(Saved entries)
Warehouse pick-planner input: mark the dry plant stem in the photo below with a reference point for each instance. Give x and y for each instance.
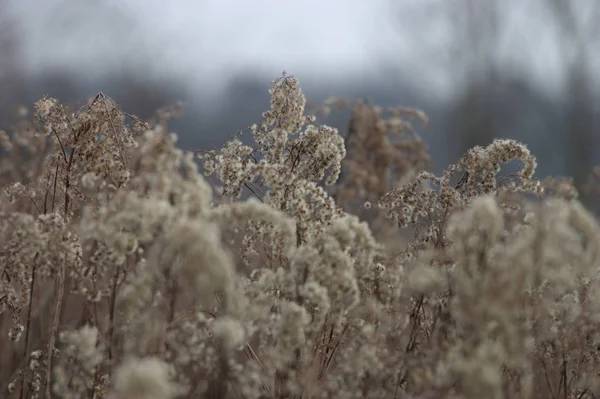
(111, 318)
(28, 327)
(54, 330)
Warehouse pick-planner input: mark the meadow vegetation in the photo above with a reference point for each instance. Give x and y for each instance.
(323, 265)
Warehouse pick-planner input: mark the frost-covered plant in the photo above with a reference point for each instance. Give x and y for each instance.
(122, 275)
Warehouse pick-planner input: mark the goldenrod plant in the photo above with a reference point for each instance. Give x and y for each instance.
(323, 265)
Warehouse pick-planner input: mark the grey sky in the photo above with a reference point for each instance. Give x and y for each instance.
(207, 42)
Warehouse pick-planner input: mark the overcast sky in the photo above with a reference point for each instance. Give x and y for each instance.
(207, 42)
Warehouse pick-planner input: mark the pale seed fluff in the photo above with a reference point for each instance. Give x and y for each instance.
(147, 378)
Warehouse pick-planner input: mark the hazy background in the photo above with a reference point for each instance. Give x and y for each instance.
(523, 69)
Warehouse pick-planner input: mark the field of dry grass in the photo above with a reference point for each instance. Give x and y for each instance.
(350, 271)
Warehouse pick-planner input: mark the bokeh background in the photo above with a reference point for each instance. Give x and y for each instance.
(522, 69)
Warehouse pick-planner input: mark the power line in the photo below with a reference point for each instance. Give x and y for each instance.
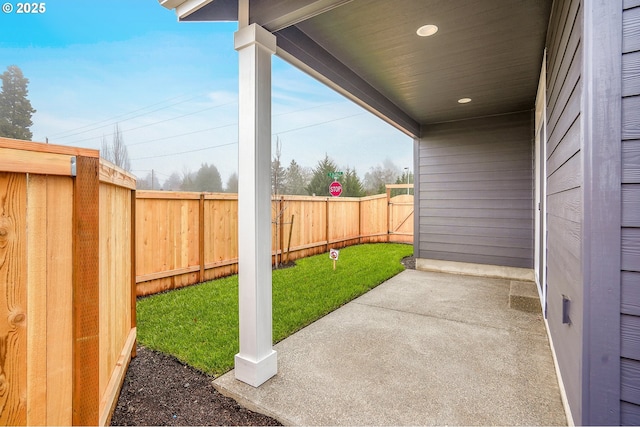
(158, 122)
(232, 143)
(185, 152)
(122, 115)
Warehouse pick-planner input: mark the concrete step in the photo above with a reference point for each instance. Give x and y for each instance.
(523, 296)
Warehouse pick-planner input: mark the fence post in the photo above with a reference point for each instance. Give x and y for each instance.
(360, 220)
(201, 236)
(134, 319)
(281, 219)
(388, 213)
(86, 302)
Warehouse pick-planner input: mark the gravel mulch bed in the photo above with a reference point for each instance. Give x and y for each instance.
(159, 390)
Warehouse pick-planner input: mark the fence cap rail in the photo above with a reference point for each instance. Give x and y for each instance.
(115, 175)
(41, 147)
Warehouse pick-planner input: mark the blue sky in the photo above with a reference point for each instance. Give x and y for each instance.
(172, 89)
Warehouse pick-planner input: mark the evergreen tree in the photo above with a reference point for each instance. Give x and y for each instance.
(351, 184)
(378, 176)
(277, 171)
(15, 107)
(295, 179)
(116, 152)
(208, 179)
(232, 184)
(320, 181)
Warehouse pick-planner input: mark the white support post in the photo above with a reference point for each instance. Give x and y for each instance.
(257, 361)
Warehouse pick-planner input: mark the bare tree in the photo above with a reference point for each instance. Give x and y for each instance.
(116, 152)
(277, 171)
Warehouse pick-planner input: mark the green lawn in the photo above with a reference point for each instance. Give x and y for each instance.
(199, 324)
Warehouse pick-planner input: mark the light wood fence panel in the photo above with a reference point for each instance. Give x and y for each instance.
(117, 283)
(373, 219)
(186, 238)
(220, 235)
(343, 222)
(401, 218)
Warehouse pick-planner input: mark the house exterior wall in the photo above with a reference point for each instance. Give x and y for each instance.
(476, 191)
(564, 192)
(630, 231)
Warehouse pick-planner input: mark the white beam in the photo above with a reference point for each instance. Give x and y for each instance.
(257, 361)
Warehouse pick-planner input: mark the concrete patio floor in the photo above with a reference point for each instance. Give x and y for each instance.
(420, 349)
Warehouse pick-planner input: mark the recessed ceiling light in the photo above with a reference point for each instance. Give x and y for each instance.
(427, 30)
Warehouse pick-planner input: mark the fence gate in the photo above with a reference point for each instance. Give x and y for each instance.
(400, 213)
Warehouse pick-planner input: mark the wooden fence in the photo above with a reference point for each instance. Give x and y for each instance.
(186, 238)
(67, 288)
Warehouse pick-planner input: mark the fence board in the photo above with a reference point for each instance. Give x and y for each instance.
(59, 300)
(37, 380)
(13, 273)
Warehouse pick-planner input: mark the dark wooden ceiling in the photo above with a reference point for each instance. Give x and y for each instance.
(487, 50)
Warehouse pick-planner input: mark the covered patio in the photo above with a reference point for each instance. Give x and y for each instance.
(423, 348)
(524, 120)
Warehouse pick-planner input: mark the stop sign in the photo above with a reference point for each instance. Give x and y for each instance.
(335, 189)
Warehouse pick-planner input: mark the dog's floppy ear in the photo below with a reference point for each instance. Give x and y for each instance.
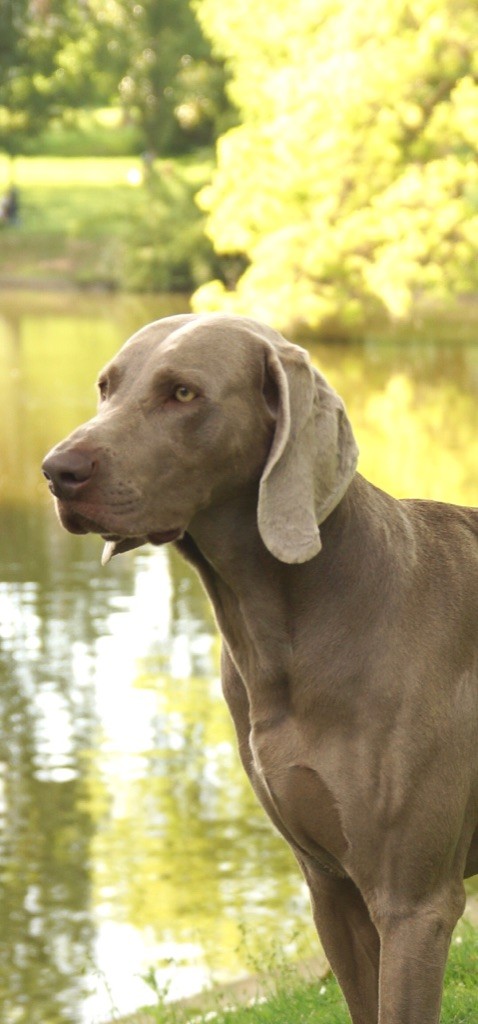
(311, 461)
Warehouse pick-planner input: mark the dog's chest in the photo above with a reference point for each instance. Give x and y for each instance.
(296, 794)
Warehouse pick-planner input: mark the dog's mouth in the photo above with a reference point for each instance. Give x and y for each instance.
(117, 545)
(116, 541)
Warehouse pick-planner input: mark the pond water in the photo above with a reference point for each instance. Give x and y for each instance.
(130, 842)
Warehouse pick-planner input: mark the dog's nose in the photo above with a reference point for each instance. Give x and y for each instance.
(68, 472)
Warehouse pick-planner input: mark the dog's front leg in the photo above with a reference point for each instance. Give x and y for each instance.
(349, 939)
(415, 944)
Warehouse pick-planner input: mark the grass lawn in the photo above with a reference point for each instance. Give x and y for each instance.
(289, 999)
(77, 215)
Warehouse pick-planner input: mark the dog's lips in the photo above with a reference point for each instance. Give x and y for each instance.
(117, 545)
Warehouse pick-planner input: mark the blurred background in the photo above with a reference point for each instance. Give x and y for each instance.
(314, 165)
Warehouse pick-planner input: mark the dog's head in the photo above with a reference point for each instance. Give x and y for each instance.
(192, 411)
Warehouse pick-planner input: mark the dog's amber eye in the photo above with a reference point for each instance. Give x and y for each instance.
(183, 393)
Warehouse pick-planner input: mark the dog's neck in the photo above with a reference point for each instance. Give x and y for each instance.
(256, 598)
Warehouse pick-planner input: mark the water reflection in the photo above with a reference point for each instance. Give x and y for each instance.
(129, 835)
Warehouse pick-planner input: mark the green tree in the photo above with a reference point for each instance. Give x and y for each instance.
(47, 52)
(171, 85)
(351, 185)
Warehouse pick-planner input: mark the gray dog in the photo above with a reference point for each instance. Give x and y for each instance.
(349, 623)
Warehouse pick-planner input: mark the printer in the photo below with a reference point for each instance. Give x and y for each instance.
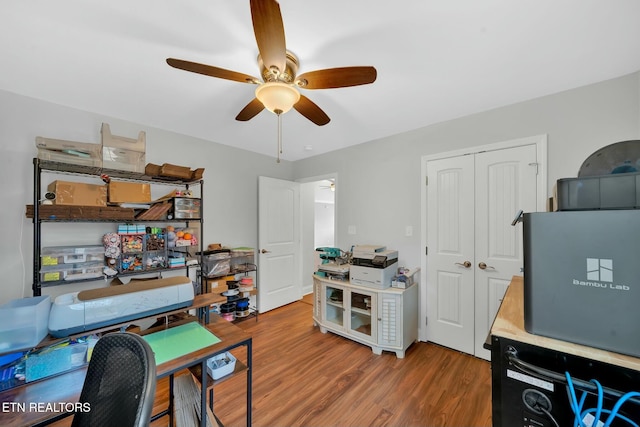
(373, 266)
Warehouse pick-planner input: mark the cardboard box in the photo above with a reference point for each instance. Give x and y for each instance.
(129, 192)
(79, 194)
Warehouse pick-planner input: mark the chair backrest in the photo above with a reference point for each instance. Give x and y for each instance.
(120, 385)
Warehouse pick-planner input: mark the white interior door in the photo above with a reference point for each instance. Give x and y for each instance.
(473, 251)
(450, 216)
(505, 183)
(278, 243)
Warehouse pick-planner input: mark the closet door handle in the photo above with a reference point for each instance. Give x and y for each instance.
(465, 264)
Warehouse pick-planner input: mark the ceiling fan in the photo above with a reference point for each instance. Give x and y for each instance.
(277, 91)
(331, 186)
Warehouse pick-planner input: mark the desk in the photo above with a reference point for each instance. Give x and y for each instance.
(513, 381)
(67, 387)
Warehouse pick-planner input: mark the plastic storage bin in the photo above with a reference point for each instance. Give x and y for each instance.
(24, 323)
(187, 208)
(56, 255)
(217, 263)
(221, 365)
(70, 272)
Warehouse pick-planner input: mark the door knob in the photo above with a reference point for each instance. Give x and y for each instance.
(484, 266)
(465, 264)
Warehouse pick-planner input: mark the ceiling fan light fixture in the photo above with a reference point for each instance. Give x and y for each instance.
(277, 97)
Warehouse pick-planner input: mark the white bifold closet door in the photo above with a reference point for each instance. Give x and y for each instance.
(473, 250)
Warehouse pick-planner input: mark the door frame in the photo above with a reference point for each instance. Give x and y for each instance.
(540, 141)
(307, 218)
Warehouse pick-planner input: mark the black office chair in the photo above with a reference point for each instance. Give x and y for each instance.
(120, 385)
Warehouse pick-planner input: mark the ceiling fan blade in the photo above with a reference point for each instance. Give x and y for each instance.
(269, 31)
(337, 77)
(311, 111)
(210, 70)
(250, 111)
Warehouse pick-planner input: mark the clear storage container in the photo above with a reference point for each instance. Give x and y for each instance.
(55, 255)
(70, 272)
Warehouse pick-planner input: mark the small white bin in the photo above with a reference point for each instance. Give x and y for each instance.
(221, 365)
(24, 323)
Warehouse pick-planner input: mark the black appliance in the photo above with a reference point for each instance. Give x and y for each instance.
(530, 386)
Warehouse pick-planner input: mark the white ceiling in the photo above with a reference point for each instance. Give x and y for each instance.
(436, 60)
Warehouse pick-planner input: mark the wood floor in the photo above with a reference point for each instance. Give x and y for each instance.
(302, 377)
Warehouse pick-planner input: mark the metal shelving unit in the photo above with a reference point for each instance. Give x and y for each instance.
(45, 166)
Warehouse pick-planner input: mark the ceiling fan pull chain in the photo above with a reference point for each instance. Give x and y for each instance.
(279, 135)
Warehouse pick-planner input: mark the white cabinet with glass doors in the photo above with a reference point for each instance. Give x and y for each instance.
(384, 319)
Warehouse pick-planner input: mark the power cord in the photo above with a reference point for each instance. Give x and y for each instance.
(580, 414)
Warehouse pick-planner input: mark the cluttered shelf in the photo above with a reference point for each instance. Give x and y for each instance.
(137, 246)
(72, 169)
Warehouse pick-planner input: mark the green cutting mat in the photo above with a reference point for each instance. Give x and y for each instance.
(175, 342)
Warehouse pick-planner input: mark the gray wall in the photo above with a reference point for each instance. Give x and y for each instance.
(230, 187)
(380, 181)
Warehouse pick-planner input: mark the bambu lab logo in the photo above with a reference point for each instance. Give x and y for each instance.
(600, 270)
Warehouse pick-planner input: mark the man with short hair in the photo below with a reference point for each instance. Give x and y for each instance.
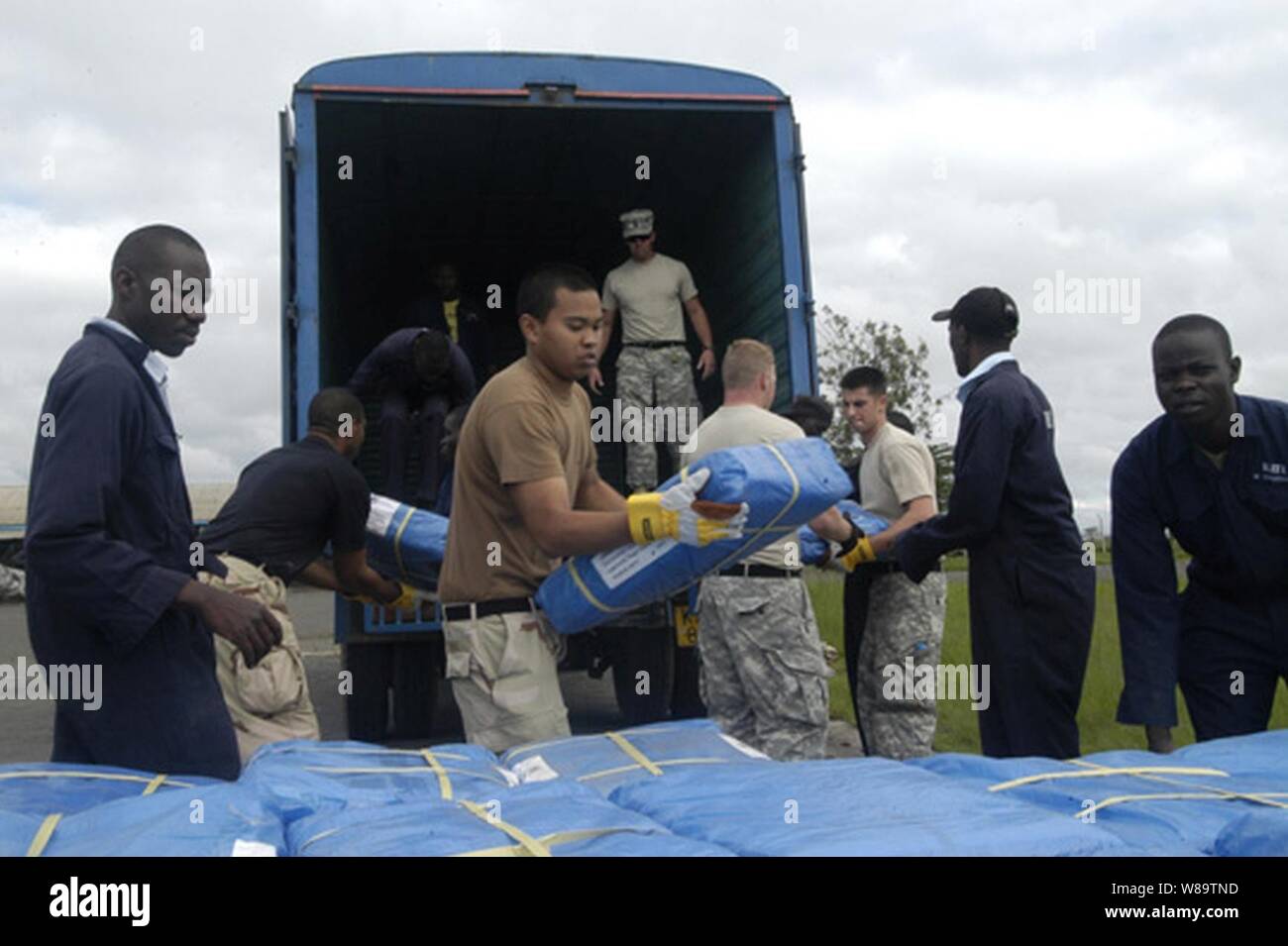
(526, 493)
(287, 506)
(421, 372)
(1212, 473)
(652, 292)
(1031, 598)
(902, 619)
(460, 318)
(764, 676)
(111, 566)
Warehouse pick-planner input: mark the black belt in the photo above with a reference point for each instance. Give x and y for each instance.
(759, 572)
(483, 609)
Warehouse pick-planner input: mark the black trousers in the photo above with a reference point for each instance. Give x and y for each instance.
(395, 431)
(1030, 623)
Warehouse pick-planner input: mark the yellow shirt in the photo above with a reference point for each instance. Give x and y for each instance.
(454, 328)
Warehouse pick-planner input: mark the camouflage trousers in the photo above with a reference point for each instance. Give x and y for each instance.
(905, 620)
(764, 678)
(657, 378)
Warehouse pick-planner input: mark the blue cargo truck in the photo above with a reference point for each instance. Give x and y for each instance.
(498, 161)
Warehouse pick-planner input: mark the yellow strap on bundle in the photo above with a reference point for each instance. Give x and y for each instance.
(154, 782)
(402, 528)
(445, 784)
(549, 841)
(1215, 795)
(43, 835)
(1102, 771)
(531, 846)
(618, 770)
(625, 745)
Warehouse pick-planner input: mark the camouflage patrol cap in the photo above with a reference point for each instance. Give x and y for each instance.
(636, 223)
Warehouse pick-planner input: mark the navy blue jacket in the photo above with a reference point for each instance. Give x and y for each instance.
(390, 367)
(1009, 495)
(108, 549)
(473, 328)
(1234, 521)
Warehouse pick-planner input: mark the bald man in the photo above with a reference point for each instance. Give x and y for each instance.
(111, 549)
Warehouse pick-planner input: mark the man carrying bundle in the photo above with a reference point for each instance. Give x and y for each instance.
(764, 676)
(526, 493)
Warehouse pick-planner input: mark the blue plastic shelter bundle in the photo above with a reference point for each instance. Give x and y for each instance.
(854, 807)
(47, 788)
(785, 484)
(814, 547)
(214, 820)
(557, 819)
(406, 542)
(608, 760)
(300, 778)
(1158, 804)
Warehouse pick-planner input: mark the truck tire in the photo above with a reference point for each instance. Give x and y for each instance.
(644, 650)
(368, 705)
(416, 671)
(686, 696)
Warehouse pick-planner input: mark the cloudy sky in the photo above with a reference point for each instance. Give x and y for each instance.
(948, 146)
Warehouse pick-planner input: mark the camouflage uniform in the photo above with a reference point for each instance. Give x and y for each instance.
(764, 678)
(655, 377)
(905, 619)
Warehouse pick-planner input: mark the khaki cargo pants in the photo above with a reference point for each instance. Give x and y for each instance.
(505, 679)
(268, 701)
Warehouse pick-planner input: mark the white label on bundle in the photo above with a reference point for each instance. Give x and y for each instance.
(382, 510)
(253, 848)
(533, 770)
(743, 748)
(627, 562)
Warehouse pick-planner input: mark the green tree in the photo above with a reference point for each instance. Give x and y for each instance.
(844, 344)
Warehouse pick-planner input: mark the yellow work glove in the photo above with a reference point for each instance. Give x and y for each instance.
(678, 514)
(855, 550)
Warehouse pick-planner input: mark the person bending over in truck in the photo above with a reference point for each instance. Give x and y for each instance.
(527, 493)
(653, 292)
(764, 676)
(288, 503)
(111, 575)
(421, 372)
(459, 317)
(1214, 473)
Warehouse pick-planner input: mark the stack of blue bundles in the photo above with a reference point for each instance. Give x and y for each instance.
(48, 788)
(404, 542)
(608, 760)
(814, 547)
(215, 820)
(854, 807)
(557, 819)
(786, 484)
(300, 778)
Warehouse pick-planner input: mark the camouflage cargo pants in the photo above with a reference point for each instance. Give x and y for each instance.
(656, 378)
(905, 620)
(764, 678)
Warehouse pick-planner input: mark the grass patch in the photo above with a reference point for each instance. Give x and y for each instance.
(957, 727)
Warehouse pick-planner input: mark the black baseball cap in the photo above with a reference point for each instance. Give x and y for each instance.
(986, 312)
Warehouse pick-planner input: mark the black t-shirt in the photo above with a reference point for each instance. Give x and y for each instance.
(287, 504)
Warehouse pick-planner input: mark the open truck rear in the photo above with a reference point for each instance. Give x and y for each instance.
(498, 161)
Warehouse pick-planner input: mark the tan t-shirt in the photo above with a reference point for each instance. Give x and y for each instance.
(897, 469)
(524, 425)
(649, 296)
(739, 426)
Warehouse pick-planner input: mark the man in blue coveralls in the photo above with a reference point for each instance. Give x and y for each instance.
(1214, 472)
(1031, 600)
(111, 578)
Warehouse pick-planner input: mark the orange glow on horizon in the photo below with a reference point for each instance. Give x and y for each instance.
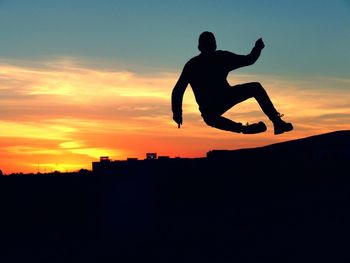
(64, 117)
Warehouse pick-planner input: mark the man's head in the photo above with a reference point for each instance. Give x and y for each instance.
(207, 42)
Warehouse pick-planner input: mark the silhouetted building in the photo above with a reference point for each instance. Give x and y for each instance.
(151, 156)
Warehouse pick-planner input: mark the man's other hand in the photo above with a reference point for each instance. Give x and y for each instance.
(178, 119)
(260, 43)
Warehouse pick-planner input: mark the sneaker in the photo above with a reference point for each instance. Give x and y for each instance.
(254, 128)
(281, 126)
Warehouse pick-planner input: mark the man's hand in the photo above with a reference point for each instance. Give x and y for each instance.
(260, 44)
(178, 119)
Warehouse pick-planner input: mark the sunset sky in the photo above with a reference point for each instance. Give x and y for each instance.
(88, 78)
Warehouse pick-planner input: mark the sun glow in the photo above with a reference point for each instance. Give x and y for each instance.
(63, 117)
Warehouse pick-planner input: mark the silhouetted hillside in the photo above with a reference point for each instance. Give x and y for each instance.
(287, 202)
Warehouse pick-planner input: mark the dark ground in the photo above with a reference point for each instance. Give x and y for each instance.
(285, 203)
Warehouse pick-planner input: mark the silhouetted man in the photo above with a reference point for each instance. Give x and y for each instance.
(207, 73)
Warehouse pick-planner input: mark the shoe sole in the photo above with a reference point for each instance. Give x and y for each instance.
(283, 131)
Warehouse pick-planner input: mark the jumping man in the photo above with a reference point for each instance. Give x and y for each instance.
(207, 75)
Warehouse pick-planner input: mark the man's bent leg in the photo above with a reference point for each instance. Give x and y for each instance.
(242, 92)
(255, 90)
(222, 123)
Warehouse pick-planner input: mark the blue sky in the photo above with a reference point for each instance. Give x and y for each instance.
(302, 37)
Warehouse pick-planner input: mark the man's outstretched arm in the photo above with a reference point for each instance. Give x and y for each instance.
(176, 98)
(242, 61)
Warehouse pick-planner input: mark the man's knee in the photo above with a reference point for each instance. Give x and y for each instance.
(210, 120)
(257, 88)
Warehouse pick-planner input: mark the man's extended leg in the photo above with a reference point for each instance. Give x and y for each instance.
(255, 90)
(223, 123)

▶ _PROBLEM DESCRIPTION_: Exactly reproduce the lines from the one containing "Warehouse pick-planner input: mark the man's bent" through the end of the records, and only those lines.

▶ _RESULT BELOW_:
Warehouse pick-planner input: mark the man's bent leg in the photo above with a reference point for each instance. Give x and y for each instance.
(242, 92)
(255, 90)
(222, 123)
Warehouse pick-planner input: mark the blue sky in the photo above with a reference point for each instance. Give x and y for each instance.
(302, 37)
Warehouse pick-planner input: mark the man's outstretched arm in the photo above with a reference point for each instance. Give x and y for each instance.
(176, 98)
(242, 61)
Warehouse pick-planner input: mark the man's knee in the photo above with a reference point for each instance. Give x and y for each instance.
(210, 120)
(257, 88)
Warehouse pick-planner input: mark the man's extended leg in the photo above with a reference point for each instance. Give x and y for each instance.
(255, 90)
(223, 123)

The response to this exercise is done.